From the records below, copy each line in which the string "Looking" occurs.

• Entries supplied
- - - - - - -
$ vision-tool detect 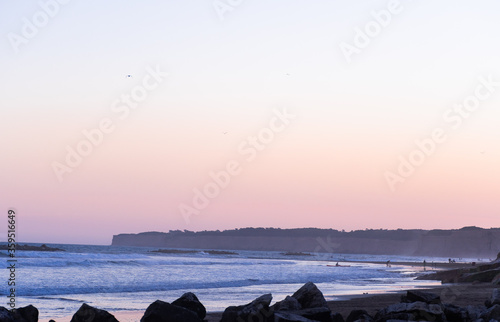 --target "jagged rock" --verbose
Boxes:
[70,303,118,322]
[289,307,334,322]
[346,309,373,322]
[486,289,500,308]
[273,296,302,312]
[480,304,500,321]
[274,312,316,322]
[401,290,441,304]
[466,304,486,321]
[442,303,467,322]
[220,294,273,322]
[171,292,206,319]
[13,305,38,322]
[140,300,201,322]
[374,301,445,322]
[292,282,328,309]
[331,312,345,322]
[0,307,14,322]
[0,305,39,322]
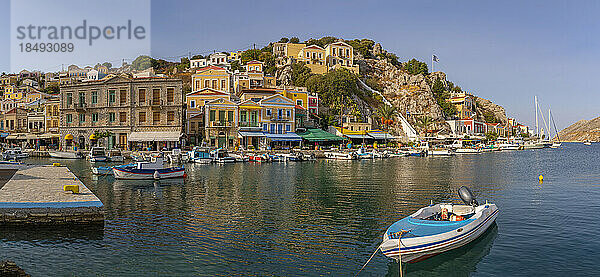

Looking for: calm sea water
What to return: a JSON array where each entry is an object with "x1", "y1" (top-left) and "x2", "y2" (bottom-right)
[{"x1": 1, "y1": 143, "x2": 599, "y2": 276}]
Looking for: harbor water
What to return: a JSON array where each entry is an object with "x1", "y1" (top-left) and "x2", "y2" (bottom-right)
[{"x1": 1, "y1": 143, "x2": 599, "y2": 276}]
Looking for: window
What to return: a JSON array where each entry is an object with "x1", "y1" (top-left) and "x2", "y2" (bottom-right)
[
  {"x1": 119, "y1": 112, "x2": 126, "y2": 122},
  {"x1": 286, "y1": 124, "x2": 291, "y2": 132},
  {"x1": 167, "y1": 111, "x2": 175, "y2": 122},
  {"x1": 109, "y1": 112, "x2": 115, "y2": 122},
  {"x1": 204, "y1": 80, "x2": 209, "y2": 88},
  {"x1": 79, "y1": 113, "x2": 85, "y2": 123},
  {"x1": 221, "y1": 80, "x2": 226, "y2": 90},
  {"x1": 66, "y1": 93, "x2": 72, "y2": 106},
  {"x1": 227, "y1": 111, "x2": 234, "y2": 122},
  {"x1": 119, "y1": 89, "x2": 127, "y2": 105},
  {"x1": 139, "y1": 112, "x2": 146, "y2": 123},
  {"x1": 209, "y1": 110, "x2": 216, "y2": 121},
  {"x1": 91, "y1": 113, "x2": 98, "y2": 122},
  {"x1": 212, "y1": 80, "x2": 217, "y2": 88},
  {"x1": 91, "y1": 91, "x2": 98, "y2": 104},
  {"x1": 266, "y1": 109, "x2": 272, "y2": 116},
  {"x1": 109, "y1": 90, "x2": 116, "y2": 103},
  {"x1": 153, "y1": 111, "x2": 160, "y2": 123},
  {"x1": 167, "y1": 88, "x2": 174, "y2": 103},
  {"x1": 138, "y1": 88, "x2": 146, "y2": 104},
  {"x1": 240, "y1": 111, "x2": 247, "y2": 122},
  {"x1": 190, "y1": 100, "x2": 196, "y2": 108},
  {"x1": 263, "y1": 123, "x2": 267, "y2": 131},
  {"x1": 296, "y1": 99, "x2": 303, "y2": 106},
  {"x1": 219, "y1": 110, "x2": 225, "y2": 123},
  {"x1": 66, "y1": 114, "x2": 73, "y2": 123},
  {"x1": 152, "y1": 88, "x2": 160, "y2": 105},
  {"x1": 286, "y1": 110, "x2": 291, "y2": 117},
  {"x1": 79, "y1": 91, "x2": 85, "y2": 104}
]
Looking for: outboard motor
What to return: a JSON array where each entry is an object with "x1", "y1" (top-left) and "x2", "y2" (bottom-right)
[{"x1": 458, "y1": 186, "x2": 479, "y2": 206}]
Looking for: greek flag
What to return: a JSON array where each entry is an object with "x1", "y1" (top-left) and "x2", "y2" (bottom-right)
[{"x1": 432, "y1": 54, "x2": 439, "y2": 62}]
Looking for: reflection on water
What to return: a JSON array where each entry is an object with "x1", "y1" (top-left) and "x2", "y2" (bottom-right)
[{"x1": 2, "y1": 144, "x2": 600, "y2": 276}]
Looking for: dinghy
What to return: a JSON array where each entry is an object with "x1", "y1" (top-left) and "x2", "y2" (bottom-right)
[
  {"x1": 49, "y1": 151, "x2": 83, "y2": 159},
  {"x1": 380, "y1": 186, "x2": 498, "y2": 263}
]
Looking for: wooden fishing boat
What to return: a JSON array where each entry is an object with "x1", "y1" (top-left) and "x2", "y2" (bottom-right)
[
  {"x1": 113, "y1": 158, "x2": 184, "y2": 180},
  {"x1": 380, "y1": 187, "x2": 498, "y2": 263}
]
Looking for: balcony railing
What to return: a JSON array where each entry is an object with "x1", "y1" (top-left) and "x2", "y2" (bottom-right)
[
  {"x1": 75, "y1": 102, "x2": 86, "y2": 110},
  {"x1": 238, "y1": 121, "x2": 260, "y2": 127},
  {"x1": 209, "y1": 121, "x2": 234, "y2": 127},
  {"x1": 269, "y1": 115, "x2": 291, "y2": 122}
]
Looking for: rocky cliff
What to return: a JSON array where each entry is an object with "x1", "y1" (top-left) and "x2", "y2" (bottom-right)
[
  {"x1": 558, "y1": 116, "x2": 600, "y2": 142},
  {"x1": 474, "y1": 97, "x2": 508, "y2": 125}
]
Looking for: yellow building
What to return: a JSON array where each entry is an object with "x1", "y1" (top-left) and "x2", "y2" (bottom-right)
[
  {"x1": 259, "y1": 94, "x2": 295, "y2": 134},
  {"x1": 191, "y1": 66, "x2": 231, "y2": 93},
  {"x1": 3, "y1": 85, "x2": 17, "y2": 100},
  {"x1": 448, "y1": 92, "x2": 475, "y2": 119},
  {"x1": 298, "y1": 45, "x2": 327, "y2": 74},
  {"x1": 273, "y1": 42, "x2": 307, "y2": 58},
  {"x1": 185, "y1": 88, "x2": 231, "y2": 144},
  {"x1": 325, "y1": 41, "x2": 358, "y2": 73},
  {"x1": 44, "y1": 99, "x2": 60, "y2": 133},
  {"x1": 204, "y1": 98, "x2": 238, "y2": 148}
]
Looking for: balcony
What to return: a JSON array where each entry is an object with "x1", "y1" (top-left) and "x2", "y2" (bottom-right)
- - - - - - -
• Result of this exercise
Looking for: calm sea water
Looking for: harbor water
Looking for: window
Looking for: outboard motor
Looking for: greek flag
Looking for: reflection on water
Looking for: dinghy
Looking for: wooden fishing boat
Looking for: balcony railing
Looking for: rocky cliff
Looking for: yellow building
Looking for: balcony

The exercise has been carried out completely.